--- Start of Records to use ---

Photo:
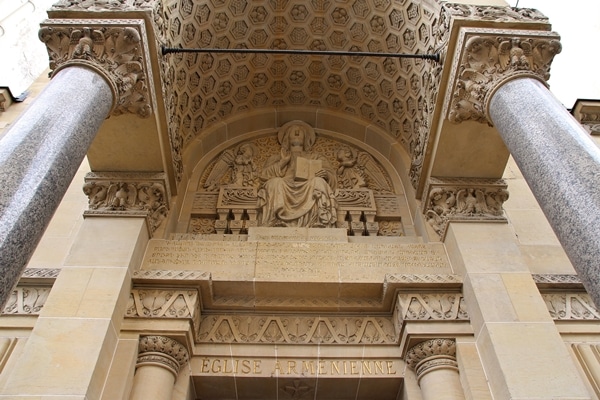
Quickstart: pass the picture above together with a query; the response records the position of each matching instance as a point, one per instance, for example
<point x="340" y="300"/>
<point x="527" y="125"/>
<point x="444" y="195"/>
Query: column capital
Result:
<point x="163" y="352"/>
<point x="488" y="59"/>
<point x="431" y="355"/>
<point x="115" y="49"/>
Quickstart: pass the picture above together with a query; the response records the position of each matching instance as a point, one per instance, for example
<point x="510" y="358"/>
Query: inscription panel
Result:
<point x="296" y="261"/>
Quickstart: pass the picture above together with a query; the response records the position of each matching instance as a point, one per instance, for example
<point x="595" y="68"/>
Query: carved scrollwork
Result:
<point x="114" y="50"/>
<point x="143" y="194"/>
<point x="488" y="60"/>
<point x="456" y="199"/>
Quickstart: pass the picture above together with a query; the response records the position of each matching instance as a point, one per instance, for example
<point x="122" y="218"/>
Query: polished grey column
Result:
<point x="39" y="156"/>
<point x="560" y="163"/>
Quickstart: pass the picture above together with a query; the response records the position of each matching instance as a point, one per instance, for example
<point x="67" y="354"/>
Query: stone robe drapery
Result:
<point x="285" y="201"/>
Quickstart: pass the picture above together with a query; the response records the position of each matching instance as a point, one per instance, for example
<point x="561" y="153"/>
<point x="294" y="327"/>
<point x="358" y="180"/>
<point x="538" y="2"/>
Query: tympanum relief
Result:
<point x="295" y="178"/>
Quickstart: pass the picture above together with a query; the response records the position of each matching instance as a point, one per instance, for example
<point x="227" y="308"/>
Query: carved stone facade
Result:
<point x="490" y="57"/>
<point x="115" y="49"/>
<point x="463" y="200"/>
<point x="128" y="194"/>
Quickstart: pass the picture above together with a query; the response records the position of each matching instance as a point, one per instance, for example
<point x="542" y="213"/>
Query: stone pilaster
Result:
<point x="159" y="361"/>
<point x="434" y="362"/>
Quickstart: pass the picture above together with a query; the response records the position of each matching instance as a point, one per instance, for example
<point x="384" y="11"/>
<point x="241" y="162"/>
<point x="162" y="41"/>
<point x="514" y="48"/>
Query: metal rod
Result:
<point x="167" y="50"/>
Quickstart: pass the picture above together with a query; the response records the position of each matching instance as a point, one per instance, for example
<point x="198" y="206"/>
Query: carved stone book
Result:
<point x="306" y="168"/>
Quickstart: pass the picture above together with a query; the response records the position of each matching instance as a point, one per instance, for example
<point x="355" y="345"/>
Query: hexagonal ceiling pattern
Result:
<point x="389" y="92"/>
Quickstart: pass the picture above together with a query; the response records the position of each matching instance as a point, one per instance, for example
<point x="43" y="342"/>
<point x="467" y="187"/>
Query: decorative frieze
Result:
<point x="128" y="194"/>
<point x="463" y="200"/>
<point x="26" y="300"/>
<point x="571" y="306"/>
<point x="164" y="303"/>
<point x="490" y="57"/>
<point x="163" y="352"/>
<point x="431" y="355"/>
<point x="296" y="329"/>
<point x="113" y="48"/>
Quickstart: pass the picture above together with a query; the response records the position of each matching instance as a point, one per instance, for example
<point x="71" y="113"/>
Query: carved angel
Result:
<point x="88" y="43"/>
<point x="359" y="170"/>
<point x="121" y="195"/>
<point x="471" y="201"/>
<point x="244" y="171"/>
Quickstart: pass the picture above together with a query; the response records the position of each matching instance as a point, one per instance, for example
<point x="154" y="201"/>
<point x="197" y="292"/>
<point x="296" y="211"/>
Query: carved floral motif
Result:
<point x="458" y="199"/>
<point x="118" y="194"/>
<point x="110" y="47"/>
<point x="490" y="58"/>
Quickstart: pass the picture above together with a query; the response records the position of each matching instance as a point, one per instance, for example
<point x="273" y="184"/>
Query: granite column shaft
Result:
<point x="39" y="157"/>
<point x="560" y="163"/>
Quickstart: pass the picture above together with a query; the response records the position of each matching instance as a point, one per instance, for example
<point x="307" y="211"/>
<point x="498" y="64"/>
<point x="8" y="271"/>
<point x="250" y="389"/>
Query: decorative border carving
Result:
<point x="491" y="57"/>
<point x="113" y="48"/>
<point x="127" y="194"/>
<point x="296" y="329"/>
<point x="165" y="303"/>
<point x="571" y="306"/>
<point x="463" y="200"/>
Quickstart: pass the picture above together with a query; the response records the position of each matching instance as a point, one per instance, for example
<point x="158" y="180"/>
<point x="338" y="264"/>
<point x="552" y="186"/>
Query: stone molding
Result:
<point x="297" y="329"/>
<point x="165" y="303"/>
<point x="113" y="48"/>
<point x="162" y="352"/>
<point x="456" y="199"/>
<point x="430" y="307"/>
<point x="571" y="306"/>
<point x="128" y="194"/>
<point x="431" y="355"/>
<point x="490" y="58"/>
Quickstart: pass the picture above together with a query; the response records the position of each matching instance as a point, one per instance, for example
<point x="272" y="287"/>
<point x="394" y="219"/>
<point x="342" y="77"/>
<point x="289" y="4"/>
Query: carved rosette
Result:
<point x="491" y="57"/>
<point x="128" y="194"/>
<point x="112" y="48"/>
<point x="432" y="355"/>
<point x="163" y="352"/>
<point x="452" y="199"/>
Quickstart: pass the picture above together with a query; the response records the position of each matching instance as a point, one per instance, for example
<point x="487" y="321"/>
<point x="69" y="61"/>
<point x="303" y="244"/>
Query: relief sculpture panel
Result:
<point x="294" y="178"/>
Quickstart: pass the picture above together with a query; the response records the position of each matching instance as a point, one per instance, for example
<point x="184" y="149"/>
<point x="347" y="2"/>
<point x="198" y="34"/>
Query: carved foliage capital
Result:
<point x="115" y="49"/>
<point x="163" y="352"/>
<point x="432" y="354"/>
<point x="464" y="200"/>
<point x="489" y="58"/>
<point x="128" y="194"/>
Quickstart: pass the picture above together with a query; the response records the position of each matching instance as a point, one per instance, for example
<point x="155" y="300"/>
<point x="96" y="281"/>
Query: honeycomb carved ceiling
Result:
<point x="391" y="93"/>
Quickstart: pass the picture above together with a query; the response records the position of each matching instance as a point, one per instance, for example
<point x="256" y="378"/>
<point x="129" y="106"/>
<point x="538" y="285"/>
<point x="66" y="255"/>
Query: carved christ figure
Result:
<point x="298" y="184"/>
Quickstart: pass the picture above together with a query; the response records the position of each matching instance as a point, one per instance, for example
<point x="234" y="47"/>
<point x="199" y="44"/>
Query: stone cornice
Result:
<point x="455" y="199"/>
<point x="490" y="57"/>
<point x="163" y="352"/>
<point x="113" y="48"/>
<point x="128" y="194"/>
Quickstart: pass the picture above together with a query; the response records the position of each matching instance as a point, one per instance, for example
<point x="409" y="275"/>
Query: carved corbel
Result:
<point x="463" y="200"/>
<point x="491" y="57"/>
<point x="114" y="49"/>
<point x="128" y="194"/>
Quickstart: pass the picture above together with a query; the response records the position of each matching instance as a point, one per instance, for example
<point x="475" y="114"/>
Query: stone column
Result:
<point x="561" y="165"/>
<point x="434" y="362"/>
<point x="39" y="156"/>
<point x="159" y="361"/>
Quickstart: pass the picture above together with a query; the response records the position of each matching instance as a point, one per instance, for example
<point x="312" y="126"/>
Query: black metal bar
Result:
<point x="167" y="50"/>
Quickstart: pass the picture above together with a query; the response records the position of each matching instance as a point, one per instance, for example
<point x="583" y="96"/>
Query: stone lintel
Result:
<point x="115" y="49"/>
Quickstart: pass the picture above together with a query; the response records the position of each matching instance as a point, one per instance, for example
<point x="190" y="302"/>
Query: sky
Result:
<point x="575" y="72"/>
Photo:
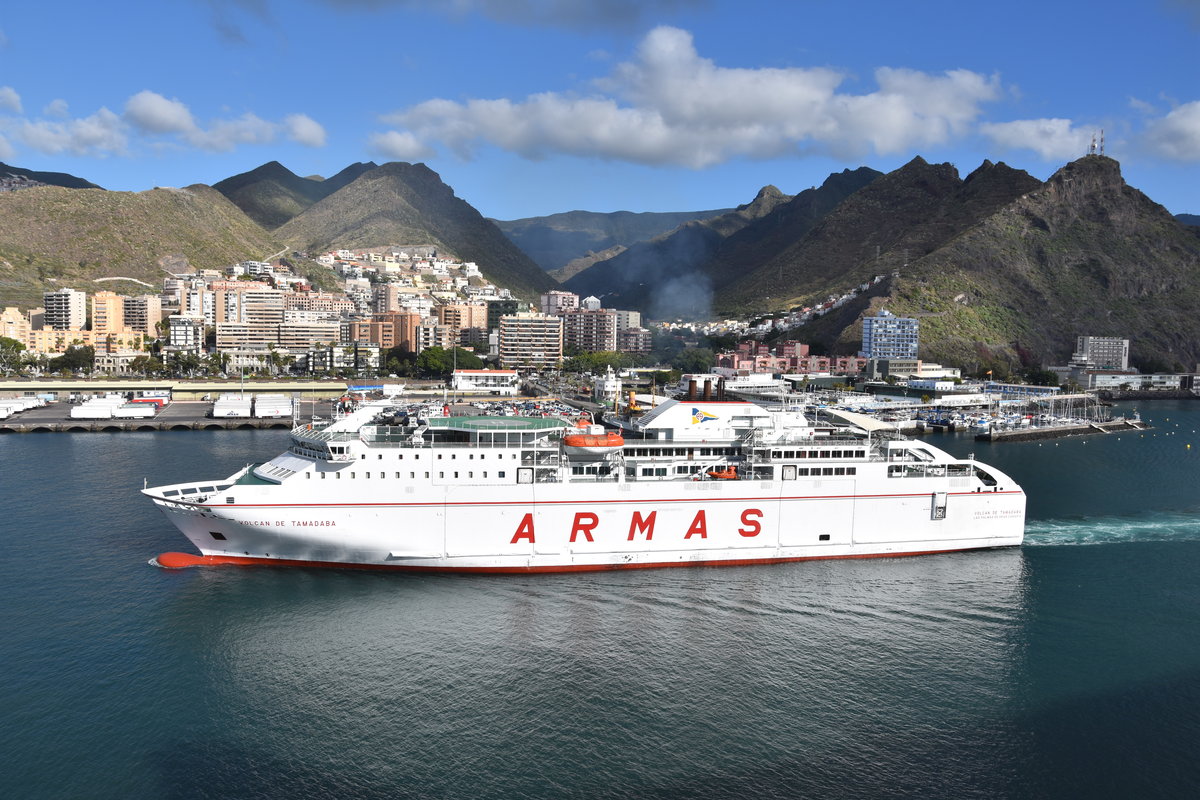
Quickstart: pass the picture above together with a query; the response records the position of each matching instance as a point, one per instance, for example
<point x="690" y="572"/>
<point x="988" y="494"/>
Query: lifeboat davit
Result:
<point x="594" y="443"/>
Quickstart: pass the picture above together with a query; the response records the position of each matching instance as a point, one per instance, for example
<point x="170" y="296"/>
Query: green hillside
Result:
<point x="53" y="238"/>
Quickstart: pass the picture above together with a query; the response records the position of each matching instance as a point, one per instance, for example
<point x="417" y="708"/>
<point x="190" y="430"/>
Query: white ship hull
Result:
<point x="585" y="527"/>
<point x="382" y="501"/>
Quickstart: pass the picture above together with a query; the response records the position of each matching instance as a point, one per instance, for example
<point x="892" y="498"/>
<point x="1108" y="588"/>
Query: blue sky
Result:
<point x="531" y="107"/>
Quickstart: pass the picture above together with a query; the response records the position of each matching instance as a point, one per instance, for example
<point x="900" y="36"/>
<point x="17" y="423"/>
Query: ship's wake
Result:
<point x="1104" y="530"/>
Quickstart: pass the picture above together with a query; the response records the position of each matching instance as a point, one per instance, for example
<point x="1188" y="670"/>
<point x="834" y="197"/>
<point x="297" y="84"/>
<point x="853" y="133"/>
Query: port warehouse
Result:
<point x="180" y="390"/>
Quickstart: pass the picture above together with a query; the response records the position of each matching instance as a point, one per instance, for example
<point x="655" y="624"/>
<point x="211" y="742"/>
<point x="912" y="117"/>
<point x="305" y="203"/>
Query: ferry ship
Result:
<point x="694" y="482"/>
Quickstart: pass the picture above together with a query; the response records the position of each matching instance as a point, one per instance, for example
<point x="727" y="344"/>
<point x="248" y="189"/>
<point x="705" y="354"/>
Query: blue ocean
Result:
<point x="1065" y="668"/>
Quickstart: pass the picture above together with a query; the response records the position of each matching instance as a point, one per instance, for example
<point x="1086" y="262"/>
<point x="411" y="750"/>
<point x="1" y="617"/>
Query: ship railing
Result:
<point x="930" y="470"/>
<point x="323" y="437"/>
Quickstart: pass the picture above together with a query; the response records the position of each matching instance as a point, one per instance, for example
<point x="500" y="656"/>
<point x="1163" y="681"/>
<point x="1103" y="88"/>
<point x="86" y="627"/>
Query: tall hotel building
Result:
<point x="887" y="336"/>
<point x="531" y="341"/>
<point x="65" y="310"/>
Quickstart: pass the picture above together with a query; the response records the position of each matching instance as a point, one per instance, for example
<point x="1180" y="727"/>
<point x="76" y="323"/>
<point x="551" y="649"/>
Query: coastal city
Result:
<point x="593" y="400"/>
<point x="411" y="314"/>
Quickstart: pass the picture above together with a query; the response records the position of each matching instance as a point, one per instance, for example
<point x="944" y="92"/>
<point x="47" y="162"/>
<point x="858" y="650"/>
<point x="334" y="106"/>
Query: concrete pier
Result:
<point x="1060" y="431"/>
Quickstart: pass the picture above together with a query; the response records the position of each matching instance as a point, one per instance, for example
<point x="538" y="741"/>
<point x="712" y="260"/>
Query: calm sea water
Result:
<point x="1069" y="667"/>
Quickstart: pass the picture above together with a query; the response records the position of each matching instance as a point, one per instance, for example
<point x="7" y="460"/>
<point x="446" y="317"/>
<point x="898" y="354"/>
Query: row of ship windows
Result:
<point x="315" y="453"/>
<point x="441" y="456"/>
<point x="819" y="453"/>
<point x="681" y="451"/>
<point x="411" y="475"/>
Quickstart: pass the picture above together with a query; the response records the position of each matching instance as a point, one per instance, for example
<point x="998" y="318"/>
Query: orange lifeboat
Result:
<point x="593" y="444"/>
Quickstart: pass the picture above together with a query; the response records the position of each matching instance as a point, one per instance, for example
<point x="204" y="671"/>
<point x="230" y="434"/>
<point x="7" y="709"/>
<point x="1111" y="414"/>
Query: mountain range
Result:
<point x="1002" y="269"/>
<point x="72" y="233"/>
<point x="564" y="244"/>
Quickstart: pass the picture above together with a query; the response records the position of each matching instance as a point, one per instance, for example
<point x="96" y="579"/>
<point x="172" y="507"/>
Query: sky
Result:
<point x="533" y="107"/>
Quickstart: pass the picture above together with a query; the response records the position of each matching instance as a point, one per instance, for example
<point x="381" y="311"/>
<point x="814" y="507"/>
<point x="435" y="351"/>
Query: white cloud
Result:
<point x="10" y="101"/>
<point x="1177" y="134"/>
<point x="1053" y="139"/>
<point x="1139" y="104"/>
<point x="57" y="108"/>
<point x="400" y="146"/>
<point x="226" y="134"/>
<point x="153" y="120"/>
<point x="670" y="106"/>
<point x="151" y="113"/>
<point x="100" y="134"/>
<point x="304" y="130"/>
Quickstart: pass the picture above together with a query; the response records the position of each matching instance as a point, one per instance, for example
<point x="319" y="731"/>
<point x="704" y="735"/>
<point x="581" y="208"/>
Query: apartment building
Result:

--- End of Records to use ---

[Work to do] Return each line from the entries above that contains the word "carved".

[The completed task]
Query: carved scrollwork
Query: carved stone facade
Query: carved stone book
Query: carved angel
Query: carved floral motif
Query: carved rosette
Query: carved foliage capital
Query: honeycomb carved ceiling
Query: carved christ figure
Query: carved corbel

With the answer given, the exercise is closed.